综上分析, SiC MOSFET 的${C}_{\text{iss }}$${V}_{\text{gs }}$ 强相关机理可概括为 2 点: ①器件内部半导体 (P 区和 JFET 区)随栅源电压变化在累积、耗尽和反转状态之间切换,使得氧化物电容$\left({C}_{\text{oxs }}\right.$$\left.{C}_{\text{oxd }}\right)$ 的等效面积在$\mathrm{P}$ 区顶部和 JFET 区顶部之间往复扩展;②P 区和 JFET 区的耗尽电容$\left({C}_{\mathrm{c}}\right.$$\left.{C}_{\mathrm{{gdj}}}\right)$ 在本区域处于耗尽状态时出现,处于累积和反转状态时消失。最终${C}_{\text{iss }}$${V}_{\mathrm{{gs}}}$ 的关系为${C}_{\mathrm{{oxs}}}\text{、}{C}_{\mathrm{{oxd}}}\text{、}{C}_{\mathrm{c}}\text{、}{C}_{\mathrm{{gdj}}}$ 这 4 个电容随${V}_{\mathrm{{gs}}}$ 变化的关系与 4 个电容串、并联关系综合影响下的结果。
SiC MOSFET 在承受高电场和高温应力时,其阈值电压${V}_{\mathrm{{th}}}$ 在生命周期内会逐渐发生漂移[14],影响器件的安全稳定运行, 这种退化类型通常称为栅极氧化物退化,又称偏置温度不稳定性 BTI(bias temperature instability)。
栅极氧化物退化的基本机制及其导致器件${V}_{\mathrm{{th}}}$${C}_{\mathrm{{iss}}}- {V}_{\mathrm{{gs}}}$ 曲线漂移的基本原理解释如下: 受制于$\mathrm{{SiC}}$ 独特的材料特性及现阶段器件工艺的不成熟, SiC MOSFET 中的${\mathrm{{SiC}- {SiO}}}_{2}$ 界面存在大量近界面缺陷, 如图1(f)中黑色斑点所示。当栅极施加正向电压应力时, 缺陷在电场的作用下会捕获电子(如图1 $\left(\mathrm{\;g}\right)$ 所示),捕获的电子作为负电荷在器件内部形成额外电场, 且该额外电场与外加正向栅极电压形成的电场方向相反。由于器件的阈值电压是沟道开始形成反型层时的栅源电压, 因此当缺陷捕获电子后需要外加更大的栅源电压才能形成反型层, 本质上需要抵消捕获电子形成的额外电场, 最终导致器件的阈值电压增大。

任务说明 >> 请从上文讲 SiC MOSFET 栅极氧化物退化与阈值电压漂移的段落结尾处接着往下写。 下面的资料与上文互不相干，是另一份材料。

所给资料 >>
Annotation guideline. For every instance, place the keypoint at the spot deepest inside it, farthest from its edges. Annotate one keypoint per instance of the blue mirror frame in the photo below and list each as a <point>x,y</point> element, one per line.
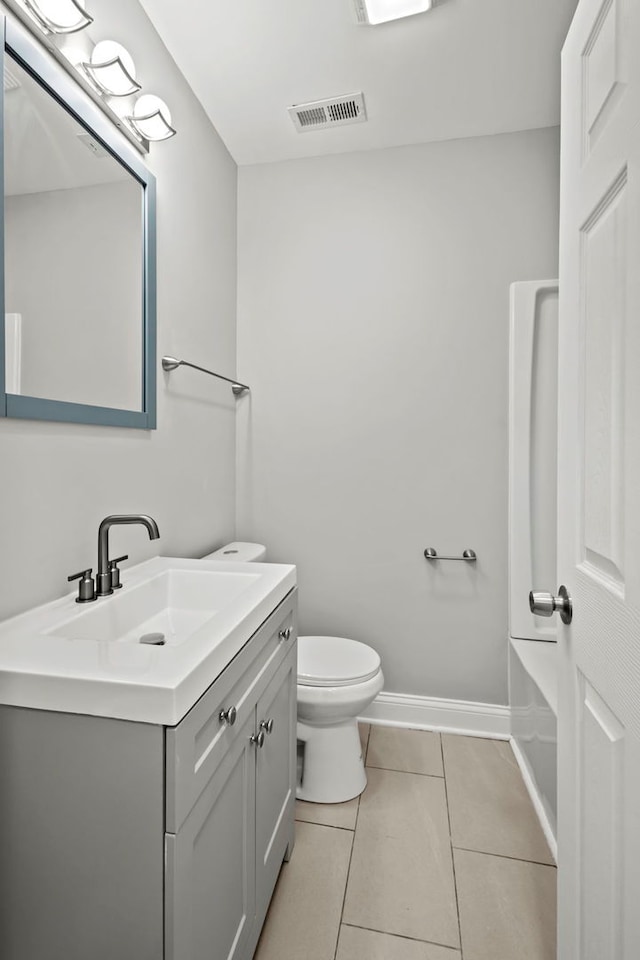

回答 >>
综上分析可知, 在不同栅源电压时, 器件内部的半导体在累积、耗尽和反转等不同的状态之间切换,这使得内部寄生电容发生变化,随之${C}_{\text{iss }}$ 发生变化。当缺陷捕获电子形成额外反向电场后,需要外加更大的栅源电压才能使器件内部的半导体发生相应的状态变化, 例如由累积状态转为耗尽状态或者由耗尽状态转为反转状态。因此${C}_{\mathrm{{iss}}}- {V}_{\mathrm{{gs}}}$ 曲线整体向右漂移。这种栅极施加正向电压应力后阈值电压与${C}_{\mathrm{{iss}}}- {V}_{\mathrm{{gs}}}$ 曲线正向偏移的现象被称为正向偏置温度不稳定性 PBTI(positive bias temperature instability), PBTI 前、后的${C}_{\mathrm{{iss}}}- {V}_{\mathrm{{gs}}}$ 曲线如图1(e) 所示。
同理, 当栅极施加反向电压应力时, 缺陷会捕获空穴, 如图1(h) 所示。捕获的空穴在器件内部形成额外电场, 此时的额外电场方向与外加正向栅极电压形成的电场方向相同,因此阈值电压与${C}_{\mathrm{{iss}}}- {V}_{\mathrm{{gs}}}$ 曲线反向漂移, 被称为反向偏置温度不稳定性 NBTI (negative bias temperature instability), 具体原理与 PBTI 类似,不再赘述。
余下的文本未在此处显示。